EXERCISE BRIEF -> Each line below that contains the word "dock" is to be counted; give only the final number.

TASK DATA ->
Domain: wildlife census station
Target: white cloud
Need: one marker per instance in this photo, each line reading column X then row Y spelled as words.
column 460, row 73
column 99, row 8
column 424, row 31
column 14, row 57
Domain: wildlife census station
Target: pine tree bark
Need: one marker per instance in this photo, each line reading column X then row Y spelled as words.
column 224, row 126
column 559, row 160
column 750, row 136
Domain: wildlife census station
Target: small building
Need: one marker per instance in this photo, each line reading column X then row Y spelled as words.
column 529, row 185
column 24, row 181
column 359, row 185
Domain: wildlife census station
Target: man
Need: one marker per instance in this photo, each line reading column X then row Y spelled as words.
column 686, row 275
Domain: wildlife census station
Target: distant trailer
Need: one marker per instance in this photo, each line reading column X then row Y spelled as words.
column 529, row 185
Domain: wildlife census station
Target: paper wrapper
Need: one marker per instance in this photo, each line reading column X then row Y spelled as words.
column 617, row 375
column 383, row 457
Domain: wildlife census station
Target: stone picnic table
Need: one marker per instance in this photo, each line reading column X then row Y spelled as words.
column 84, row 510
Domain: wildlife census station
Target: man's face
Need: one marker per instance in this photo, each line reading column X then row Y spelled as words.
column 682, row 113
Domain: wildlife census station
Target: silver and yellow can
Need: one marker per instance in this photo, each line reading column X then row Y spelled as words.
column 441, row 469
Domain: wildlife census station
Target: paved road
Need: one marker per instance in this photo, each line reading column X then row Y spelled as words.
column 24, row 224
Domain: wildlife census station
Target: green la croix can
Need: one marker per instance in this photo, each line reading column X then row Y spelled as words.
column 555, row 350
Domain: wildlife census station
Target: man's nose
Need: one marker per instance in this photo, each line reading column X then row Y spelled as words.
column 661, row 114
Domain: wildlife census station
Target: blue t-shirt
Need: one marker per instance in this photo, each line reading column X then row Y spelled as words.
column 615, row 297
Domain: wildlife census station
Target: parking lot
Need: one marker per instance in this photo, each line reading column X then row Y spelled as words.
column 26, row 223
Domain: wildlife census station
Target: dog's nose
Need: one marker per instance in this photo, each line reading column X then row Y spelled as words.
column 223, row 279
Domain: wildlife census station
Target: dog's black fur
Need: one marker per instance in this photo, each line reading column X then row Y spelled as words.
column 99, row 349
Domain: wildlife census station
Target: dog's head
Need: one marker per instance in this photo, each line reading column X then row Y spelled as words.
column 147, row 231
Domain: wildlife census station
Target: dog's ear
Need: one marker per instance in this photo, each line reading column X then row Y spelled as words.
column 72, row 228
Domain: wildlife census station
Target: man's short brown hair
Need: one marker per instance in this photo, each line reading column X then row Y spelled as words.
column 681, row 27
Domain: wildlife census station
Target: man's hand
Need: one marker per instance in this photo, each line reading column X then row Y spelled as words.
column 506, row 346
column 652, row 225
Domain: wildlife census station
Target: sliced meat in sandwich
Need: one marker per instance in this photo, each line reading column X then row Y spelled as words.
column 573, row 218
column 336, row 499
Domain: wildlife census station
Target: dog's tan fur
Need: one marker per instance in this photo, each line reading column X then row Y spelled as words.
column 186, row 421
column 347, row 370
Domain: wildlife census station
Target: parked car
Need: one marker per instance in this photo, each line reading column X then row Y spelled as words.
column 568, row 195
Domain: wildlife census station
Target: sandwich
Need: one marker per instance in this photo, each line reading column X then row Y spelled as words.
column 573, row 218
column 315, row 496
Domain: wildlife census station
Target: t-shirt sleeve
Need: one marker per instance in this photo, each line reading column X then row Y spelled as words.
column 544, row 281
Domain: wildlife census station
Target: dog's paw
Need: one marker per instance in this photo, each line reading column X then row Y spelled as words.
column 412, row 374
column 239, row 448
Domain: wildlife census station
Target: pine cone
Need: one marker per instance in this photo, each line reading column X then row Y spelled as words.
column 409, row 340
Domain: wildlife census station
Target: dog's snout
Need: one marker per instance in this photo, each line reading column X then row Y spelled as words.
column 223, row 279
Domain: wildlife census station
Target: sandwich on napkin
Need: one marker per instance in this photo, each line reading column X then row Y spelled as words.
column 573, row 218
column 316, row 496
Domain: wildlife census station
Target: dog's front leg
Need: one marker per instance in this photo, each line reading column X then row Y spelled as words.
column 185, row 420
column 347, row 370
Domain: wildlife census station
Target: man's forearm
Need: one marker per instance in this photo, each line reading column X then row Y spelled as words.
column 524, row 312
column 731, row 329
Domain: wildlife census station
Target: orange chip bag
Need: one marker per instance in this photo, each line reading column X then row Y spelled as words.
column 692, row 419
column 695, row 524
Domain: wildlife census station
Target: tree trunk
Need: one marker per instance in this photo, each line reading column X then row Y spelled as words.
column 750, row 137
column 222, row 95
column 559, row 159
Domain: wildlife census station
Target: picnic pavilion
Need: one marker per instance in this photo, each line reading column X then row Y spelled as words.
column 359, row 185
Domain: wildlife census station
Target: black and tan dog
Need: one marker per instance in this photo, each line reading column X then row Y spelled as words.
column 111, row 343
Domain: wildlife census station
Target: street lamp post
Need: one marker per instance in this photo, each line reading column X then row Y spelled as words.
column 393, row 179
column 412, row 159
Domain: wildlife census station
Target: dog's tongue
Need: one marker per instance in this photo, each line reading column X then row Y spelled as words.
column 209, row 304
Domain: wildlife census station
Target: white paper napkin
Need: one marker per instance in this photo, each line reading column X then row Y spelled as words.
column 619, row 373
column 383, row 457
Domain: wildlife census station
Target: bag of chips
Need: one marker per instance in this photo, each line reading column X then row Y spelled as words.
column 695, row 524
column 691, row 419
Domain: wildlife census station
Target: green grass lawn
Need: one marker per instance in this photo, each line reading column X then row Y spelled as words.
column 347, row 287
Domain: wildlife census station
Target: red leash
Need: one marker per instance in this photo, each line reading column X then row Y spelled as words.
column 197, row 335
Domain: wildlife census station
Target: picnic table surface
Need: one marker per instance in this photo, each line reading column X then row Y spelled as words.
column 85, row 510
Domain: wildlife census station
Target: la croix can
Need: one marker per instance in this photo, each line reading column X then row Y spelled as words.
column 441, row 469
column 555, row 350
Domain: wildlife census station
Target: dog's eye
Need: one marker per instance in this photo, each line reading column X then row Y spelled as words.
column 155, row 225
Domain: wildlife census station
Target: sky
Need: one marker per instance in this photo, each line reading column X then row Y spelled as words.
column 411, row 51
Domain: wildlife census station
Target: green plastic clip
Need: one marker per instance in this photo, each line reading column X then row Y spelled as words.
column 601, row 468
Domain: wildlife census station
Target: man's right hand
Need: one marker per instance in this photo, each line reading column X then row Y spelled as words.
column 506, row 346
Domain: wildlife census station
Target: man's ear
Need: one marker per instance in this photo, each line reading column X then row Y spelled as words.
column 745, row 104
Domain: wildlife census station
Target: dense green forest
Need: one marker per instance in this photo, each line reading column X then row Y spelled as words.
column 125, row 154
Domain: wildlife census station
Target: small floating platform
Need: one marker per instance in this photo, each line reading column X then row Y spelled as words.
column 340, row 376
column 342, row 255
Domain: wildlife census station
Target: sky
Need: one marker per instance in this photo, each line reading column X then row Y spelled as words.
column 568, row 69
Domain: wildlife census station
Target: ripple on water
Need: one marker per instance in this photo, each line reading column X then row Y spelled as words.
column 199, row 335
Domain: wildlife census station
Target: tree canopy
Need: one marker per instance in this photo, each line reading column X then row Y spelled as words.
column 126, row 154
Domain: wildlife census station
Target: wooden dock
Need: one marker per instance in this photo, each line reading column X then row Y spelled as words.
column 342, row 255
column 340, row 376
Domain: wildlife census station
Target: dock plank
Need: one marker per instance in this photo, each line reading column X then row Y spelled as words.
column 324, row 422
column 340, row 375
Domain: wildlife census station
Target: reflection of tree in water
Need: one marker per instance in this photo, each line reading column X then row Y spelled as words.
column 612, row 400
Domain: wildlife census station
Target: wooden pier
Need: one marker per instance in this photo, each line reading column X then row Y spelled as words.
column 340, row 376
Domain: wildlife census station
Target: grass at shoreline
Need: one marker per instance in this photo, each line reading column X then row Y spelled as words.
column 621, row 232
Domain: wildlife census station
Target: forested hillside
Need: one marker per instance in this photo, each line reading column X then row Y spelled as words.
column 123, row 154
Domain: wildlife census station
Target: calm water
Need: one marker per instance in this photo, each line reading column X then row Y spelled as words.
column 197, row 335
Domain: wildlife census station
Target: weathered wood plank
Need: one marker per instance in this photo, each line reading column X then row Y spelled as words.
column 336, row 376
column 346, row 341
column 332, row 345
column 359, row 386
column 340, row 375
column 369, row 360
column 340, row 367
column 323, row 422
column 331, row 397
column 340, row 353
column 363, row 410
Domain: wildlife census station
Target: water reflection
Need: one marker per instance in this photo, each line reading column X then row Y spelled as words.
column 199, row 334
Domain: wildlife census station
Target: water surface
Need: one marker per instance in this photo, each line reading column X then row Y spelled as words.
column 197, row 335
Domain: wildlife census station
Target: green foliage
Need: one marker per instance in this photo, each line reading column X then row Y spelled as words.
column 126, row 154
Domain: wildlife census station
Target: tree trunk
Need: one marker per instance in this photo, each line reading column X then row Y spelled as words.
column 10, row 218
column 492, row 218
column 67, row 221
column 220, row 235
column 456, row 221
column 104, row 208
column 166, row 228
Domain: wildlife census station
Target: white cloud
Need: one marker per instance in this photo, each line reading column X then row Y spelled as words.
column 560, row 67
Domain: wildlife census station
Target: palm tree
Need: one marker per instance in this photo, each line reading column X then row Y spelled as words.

COMPLETED TASK -> 2